[Annotated coordinate records]
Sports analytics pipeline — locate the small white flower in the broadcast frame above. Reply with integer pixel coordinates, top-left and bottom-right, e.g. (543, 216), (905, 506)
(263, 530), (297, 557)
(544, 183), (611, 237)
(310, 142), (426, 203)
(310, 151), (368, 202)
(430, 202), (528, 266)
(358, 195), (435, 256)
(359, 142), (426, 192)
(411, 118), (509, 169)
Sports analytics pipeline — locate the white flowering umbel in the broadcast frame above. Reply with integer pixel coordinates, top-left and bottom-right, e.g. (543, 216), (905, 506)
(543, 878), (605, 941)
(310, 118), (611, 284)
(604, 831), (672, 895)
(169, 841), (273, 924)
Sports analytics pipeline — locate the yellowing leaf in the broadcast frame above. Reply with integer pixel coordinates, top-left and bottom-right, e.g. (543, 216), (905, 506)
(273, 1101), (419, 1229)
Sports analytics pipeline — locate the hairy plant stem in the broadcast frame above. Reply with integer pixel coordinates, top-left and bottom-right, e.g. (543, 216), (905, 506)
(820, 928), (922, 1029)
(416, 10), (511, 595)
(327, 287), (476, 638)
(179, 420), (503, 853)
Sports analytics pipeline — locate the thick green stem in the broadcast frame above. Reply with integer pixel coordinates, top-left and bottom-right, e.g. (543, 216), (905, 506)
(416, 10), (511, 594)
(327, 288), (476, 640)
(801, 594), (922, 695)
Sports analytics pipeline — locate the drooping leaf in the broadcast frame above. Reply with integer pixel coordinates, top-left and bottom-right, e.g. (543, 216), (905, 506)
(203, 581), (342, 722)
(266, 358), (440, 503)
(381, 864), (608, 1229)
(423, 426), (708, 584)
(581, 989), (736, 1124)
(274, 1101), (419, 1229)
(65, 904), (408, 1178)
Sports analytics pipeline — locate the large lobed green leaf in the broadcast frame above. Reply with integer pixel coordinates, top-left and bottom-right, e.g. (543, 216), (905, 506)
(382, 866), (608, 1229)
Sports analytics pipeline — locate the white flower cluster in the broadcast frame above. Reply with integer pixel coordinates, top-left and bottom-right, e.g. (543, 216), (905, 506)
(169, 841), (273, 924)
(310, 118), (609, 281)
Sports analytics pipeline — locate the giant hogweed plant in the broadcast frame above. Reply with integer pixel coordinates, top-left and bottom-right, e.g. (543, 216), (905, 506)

*Aim:*
Please rewrite all of the material above, replacing "broadcast frame" with "field photo" wherever it occurs and leaving everything else untouched.

*Complete output:*
Sports analytics pipeline — locate the small white flower in the field photo above. Reply with integer pixel coordinates, top-left and bottom-right, e.g. (543, 216), (905, 506)
(263, 530), (297, 557)
(544, 183), (611, 237)
(310, 142), (426, 203)
(310, 151), (368, 202)
(430, 202), (528, 266)
(358, 195), (435, 256)
(359, 142), (426, 192)
(411, 118), (509, 169)
Sports analytics pipeline — locate the white flowering umbel in the field photo above. Reply with integer pixel coordinates, top-left and bottom-right, e.g. (543, 216), (905, 506)
(543, 878), (605, 941)
(310, 118), (611, 284)
(604, 831), (672, 895)
(169, 841), (273, 924)
Sports analytics pipeline — locate the yellowing leaf in the field photo above. Reply with integer pixel coordinates, top-left and bottom-right, e.g. (543, 216), (905, 506)
(273, 1101), (419, 1229)
Sports analytics pipeline — locate the hairy plant stem in the field photo above. Reply with integer pixel coordinates, top-left and bottom-right, e.g. (543, 216), (905, 506)
(820, 928), (922, 1029)
(416, 10), (511, 595)
(327, 287), (476, 638)
(179, 420), (503, 853)
Sports analytics pipeline — locate the thick green stem in the field photo above. Reply with integer pixel coordinates, top-left and bottom-right, e.g. (543, 216), (905, 506)
(416, 10), (511, 594)
(327, 288), (476, 640)
(801, 594), (922, 695)
Sports analytics pipeline — locate the drooping leaf in the field photo above. Reply with integer pixel coordinates, top-left and bottom-right, e.g. (543, 216), (905, 506)
(203, 581), (342, 722)
(266, 358), (440, 503)
(381, 864), (608, 1229)
(423, 426), (708, 584)
(581, 989), (736, 1124)
(274, 1101), (419, 1229)
(65, 904), (408, 1178)
Sports analytics pipeline — locate the large lobed green leaf in the field photo above. Reply with integer pixel coordinates, top-left and bottom-right, e.g. (543, 216), (905, 506)
(382, 866), (608, 1229)
Sports analytics pipeline — locate the white flower cluster in the field photo above. Reply with integer pixel coordinates, top-left and bottom-right, e.g. (543, 216), (905, 506)
(169, 841), (273, 924)
(310, 118), (609, 281)
Sports analytics pipeline — locate the giant hogweed plant in the field photo above. Reply with integer pixel coordinates, top-left and bottom-right, e.g. (543, 216), (905, 506)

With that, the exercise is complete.